課題 A: 記録のうち「stone」という語を含む行を数え、その行数だけを答えよ。

本文:
◇ ◇ ◇

また、この種の垂直軸風車において、上記翼は、上記回転軸から離れるにつれて互いの間隔が広くなるように延びる一対の延在部と、上記回転軸に略平行な方向に沿って延びる外側部と、上記延在部と外側部とを連結する連結部とを有する垂直軸風車が知られている(特に、特許文献1,2,3参照)。
【0003】
特許文献1~3に記載の垂直軸風車は、その性能が風向に依存しない特性があり、かつ騒音や振動を抑制可能なため、構造がシンプルになり、低コスト化に向いているとされている。また、最近では、再生可能エネルギーの導入促進において発電コストに優れる発電用風車が期待されている。
【0004】
反面、発電用風車として発電コストを安くするために風車自体の大型化が考えられることから、風車の構造において、翼の軽量化が図れ、より高強度と高い安定性が求められている。
【0005】
特許文献1に記載の垂直軸風車においては、回転部(回転軸)から上下斜め方向に延びる上部アーム部及び下部アーム部と、回転軸に略平行な方向に延びる回転翼を軸支する支持部とを連結する構造が開示されている。

◇ ◇ ◇

入力:
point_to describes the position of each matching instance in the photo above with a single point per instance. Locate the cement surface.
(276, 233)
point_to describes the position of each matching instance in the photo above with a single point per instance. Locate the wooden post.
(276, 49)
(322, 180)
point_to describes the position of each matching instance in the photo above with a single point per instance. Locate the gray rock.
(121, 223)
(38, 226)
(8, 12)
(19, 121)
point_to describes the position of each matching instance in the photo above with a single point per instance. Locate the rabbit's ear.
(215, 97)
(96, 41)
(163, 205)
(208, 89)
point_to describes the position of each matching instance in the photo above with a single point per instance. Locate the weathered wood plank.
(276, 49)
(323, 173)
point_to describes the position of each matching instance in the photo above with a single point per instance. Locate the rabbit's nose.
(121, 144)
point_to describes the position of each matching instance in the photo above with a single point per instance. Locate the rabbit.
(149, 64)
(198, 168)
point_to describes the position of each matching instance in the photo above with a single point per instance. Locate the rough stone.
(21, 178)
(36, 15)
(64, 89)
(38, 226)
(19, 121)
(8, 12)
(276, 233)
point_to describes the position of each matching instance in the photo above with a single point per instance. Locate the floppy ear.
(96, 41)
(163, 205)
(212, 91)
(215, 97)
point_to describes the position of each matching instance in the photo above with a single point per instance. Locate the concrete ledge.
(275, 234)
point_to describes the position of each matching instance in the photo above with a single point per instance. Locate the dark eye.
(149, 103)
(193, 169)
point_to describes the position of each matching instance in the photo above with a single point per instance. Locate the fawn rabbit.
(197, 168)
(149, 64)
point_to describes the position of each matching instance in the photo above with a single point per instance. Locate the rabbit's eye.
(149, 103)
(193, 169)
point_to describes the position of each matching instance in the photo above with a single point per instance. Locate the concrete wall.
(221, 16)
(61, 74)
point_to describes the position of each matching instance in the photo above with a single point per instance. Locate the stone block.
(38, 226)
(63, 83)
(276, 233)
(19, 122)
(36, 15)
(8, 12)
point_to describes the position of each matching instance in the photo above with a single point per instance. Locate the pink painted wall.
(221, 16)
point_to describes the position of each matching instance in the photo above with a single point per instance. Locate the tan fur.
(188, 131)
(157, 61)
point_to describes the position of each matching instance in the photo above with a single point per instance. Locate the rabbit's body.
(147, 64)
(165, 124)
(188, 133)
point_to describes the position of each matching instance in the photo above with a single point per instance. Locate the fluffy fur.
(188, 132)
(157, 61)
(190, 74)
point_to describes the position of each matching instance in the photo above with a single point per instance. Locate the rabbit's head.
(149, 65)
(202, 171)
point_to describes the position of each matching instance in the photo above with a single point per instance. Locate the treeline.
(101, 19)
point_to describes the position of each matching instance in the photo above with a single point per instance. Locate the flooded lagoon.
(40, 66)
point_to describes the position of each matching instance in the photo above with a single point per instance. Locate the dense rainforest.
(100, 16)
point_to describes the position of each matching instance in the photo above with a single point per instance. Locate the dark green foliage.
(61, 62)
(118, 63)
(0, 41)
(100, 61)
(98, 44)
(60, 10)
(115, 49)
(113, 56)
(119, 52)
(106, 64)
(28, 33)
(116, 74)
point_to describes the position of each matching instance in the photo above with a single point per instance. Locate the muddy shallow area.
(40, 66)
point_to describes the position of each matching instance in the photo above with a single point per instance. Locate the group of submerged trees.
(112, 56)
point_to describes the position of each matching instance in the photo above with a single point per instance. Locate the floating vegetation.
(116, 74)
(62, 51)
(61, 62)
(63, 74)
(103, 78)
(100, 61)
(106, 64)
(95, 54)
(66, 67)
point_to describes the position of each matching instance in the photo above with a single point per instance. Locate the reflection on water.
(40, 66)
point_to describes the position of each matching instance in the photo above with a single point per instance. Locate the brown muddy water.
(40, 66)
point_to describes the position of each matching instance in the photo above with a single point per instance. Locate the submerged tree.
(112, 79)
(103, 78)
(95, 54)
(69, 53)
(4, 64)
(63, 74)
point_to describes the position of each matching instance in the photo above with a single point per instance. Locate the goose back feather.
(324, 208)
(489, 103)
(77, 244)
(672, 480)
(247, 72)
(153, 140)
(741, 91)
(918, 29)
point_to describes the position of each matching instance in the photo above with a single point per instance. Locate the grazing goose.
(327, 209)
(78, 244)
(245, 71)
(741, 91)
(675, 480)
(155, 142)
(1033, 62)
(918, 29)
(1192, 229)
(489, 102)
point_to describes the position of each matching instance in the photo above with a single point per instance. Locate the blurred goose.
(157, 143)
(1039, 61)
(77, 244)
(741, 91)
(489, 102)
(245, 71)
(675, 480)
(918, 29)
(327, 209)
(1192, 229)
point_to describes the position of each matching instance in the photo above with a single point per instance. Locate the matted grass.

◇ ◇ ◇

課題 B: 垂直軸風車について述べた上の本文を、一字も変えずに全文繰り返せ。

解答例 A: 2

解答例 B:
また、この種の垂直軸風車において、上記翼は、上記回転軸から離れるにつれて互いの間隔が広くなるように延びる一対の延在部と、上記回転軸に略平行な方向に沿って延びる外側部と、上記延在部と外側部とを連結する連結部とを有する垂直軸風車が知られている(特に、特許文献1,2,3参照)。
【0003】
特許文献1~3に記載の垂直軸風車は、その性能が風向に依存しない特性があり、かつ騒音や振動を抑制可能なため、構造がシンプルになり、低コスト化に向いているとされている。また、最近では、再生可能エネルギーの導入促進において発電コストに優れる発電用風車が期待されている。
【0004】
反面、発電用風車として発電コストを安くするために風車自体の大型化が考えられることから、風車の構造において、翼の軽量化が図れ、より高強度と高い安定性が求められている。
【0005】
特許文献1に記載の垂直軸風車においては、回転部(回転軸)から上下斜め方向に延びる上部アーム部及び下部アーム部と、回転軸に略平行な方向に延びる回転翼を軸支する支持部とを連結する構造が開示されている。